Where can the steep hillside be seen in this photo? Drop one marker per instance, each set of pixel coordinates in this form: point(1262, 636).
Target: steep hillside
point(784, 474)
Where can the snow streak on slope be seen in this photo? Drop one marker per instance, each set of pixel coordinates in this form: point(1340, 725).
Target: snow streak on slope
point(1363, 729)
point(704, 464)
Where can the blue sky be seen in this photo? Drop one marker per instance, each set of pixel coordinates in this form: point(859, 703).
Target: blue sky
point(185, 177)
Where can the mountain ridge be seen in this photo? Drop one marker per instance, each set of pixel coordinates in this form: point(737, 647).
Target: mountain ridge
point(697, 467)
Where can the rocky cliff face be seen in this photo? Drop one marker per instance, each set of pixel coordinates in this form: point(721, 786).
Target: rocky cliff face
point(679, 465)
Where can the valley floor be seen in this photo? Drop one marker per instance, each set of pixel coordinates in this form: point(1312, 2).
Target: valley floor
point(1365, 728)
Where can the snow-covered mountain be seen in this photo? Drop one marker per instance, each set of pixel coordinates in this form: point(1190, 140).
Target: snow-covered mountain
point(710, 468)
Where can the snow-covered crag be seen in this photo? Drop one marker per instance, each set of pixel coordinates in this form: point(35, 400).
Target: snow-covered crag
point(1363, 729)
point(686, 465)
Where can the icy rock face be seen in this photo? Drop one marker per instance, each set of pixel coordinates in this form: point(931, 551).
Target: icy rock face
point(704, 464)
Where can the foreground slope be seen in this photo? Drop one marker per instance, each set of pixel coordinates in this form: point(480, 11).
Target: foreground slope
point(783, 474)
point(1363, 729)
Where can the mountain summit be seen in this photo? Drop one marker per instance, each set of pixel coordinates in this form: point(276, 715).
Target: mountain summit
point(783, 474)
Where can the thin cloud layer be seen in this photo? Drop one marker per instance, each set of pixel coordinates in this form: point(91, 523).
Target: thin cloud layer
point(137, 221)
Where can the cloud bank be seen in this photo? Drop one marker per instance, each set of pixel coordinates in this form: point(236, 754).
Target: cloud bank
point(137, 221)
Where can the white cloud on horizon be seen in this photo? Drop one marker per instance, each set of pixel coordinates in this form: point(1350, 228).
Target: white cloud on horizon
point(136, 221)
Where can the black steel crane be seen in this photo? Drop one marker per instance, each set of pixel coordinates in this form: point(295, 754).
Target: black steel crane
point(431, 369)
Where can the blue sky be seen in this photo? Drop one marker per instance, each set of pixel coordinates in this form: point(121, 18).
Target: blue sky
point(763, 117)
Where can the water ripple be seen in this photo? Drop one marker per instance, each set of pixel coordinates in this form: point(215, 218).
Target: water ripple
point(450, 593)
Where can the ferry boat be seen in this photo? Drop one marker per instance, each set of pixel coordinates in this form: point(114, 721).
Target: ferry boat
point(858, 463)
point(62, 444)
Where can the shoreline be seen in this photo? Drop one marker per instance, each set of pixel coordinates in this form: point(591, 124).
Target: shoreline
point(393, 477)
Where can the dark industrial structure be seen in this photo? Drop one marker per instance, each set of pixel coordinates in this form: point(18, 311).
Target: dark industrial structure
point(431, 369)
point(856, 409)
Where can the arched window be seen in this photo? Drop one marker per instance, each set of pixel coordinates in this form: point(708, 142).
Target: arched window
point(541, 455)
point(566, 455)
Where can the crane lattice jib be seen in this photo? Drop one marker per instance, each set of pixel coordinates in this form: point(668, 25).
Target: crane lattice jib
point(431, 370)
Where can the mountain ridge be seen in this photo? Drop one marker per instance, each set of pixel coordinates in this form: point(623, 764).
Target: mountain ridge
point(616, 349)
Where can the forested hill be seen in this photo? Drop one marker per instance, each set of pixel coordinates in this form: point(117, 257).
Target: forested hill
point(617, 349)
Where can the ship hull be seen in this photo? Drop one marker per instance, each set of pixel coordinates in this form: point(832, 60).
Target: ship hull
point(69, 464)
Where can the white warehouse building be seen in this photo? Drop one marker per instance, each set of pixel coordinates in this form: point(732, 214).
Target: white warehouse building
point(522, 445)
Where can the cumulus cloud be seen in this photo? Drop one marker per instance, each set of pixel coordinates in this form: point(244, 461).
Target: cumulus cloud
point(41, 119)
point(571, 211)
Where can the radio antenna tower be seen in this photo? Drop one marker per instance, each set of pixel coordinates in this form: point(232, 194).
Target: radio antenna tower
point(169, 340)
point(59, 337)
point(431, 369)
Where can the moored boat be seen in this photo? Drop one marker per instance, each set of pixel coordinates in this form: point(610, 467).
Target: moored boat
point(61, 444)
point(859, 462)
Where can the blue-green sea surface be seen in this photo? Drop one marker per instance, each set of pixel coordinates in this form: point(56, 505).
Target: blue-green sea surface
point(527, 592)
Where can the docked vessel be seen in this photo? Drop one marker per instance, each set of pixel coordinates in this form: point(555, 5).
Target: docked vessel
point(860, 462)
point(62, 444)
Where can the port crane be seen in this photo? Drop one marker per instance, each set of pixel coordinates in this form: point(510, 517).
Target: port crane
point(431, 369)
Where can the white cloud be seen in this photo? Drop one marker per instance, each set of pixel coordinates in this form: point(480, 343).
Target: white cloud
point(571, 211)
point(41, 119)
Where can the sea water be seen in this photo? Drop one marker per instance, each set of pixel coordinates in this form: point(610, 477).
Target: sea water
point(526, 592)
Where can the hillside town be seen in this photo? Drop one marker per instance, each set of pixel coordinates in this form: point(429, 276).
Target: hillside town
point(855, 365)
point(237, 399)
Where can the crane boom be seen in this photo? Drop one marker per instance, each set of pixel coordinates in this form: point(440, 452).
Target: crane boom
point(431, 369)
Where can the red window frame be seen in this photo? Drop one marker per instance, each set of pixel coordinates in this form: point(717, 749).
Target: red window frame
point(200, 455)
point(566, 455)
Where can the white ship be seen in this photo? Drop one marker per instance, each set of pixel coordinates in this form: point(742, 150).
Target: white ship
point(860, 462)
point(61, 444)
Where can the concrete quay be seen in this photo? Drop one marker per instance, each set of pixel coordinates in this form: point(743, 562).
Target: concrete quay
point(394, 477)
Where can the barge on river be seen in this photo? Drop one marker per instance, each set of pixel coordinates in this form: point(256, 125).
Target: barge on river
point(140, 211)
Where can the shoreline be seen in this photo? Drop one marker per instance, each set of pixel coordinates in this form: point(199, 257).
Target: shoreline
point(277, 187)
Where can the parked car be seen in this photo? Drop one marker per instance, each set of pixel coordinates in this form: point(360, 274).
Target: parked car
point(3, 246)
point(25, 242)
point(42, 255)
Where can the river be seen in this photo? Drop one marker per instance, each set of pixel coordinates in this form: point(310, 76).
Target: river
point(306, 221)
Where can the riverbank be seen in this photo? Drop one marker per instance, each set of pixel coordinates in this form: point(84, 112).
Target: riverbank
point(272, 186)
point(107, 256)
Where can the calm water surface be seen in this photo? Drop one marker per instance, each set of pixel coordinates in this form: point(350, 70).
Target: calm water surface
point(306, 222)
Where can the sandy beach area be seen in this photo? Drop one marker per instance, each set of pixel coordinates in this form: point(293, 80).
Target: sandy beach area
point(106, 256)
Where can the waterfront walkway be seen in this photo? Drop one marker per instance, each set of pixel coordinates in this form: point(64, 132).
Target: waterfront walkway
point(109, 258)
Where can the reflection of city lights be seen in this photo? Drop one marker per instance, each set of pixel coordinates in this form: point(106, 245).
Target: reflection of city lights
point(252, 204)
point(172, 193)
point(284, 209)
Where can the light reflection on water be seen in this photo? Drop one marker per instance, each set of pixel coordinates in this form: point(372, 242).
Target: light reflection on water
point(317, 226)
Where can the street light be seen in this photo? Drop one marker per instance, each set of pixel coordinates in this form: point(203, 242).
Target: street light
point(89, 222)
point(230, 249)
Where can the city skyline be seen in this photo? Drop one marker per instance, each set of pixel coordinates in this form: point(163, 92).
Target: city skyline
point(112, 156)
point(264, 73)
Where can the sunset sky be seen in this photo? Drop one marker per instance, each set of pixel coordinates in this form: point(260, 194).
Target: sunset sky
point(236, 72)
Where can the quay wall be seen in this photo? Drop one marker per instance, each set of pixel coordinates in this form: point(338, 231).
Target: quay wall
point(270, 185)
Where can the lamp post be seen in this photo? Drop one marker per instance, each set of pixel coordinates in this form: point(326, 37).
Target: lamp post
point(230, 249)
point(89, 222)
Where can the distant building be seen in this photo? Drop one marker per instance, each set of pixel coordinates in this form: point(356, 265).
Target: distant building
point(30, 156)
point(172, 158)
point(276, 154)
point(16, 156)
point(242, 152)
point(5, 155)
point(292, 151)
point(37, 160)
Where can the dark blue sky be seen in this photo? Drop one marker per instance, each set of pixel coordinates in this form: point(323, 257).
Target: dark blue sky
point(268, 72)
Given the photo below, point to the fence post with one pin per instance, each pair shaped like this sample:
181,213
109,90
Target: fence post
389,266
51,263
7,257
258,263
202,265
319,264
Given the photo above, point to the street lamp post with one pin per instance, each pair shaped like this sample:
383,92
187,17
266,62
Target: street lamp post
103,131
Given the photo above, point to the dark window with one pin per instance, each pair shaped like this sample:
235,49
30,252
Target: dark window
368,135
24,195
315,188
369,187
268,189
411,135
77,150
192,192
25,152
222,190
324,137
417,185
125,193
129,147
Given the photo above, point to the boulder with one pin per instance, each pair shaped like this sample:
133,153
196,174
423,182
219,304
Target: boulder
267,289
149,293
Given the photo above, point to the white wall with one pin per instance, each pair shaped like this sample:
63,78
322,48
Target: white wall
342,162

---------------

**Work instruction:**
From the listing, tally every line with the word "like" in it and give only the tally.

**Response box:**
5